- [EXTRACTED TEXT]
<<<<

Philosophers have always distrusted language for its slipperiness, its overuse, its propensity to deceive. Yet many of those same critics have devised the most inventive terms to describe things no one had ever seen. The Philosopher’s Stone, the aether, miasmas—images that made the ineffable concrete, if still invisibly gaseous.
It’s important for us to see the myriad ways our common language fails to capture the complexity of reality, ordinary and otherwise. Ask any poet, writer, or language teacher to tell you about it—most of the words we use are too abstract, too worn out, decayed, or rusty. Maybe it takes either a poet or a philosopher to not only notice the many problems with language, but to set about remedying them.
Such are the qualities of the mind behind The Dictionary of Obscure Sorrows, a project by graphic designer and filmmaker John Koenig. The blog, YouTube channel, and soon-to-be book from Simon & Schuster has a simple premise: it identifies emotional states without names, and offers both a poetic term and a philosopher’s skill at precise definition. Whether these words actually enter the language almost seems beside the point, but so many of them seem badly needed, and perfectly crafted for their purpose.
Take one of the most popular of these, the invented word “Sonder,” which describes the sudden realization that everyone has a story, that “each random passerby is living a life as vivid and complex as your own.” This shock can seem to enlarge or diminish us, or both at the same time. Psychologists may have a term for it, but ordinary speech seemed lacking.
Sonder likely became as popular as it did on social media because the theme “we’re all living connected stories” already resonates with so much popular culture. Many of the Dictionary’s other terms trend far more unambiguously melancholy, if not neurotic—hence “obscure sorrows.” But they also range considerably in tone, from the relative lightness of Greek-ish neologism “Anecdoche”—“a conversation in which everyone is talking, but nobody is listening”—to the majorly depressive “pâro”:
the feeling that no matter what you do is always somehow wrong—as if there’s some obvious way forward that everybody else can see but you, each of them leaning back in their chair and calling out helpfully, “colder, colder, colder…”

>>>>

- [GOAL 1]
Retype verbatim the part of the passage on The Dictionary of Obscure Sorrows that opens with the words containing "Philosophers have always" and closes with "still invisibly gaseous.".
- [GOAL 2]
Continue the passage on The Dictionary of Obscure Sorrows, starting after its final sentence.

- [DATASET CONTENT]
<<<<

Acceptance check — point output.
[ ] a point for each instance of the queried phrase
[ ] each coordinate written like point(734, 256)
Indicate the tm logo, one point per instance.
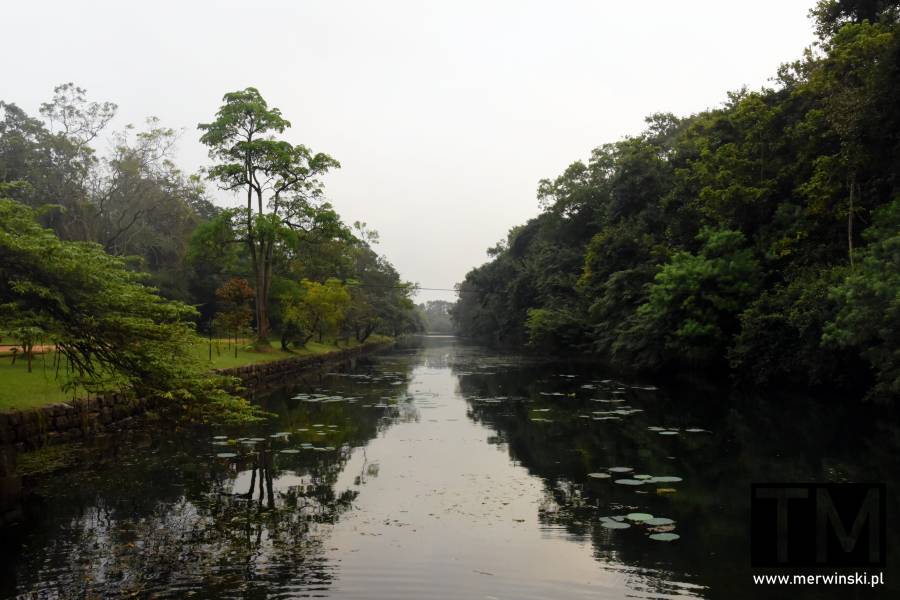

>>>>

- [REPLY 1]
Philosophers have always distrusted language for its slipperiness, its overuse, its propensity to deceive. Yet many of those same critics have devised the most inventive terms to describe things no one had ever seen. The Philosopher’s Stone, the aether, miasmas—images that made the ineffable concrete, if still invisibly gaseous.

- [REPLY 2]
Both the coinages and the definitions illuminate each other. Take “Énouement,” defined as “the bittersweetness of having arrived in the future, seeing how things turn out, but not being able to tell your past self.” A psychology of aging in the form of an eloquent dictionary entry. Sometimes the relationship is less subtle, but still magical, as in the far from sorrowful “Chrysalism: The amniotic tranquility of being indoors during a thunderstorm.”
Sometimes, it is not a word but a phrase that speaks most poignantly of emotions that we know exist but cannot capture without deadening clichés. “Moment of Tangency” speaks poignantly of a metaphysical philosophy in verse. Like Sonder, this phrase draws on an image of interconnectedness. But rather than taking a perspective from within—from solipsism to empathy—it takes the point of view of all possible realities.
Watch the video for “Vemödalen: The Fear That Everything Has Already Been Done” up top. See several more short films from the project here, including “Silience: The Brilliant Artistry Hidden All Around You”—if, that is, we could only pay attention to it. Below, find 23 other entries describing emotions people feel, but can’t explain.
1. Sonder: The realization that each passerby has a life as vivid and complex as your own.
2. Opia: The ambiguous intensity of Looking someone in the eye, which can feel simultaneously invasive and vulnerable.
3. Monachopsis: The subtle but persistent feeling of being out of place.
4 Énouement: The bittersweetness of having arrived in the future, seeing how things turn out, but not being able to tell your past self.
5. Vellichor: The strange wistfulness of used bookshops.
6. Rubatosis: The unsettling awareness of your own heartbeat.
7. Kenopsia: The eerie, forlorn atmosphere of a place that is usually bustling with people but is now abandoned and quiet.
8. Mauerbauertraurigkeit: The inexplicable urge to push people away, even close friends who you really like.
9. Jouska: A hypothetical conversation that you compulsively play out in your head.
10. Chrysalism: The amniotic tranquility of being indoors during a thunderstorm.
11. Vemödalen: The frustration of photographic something amazing when thousands of identical photos already exist.
12. Anecdoche: A conversation in which everyone is talking, but nobody is listening
13. Ellipsism: A sadness that you’ll never be able to know how history will turn out.
14. Kuebiko: A state of exhaustion inspired by acts of senseless violence.
15. Lachesism: The desire to be struck by disaster – to survive a plane crash, or to lose everything in a fire.
16. Exulansis: The tendency to give up trying to talk about an experience because people are unable to relate to it.
17. Adronitis: Frustration with how long it takes to get to know someone.
18. Rückkehrunruhe: The feeling of returning home after an immersive trip only to find it fading rapidly from your awareness.
19. Nodus Tollens: The realization that the plot of your life doesn’t make sense to you anymore.
20. Onism: The frustration of being stuck in just one body, that inhabits only one place at a time.
21. Liberosis: The desire to care less about things.
22. Altschmerz: Weariness with the same old issues that you’ve always had – the same boring flaws and anxieties that you’ve been gnawing on for years.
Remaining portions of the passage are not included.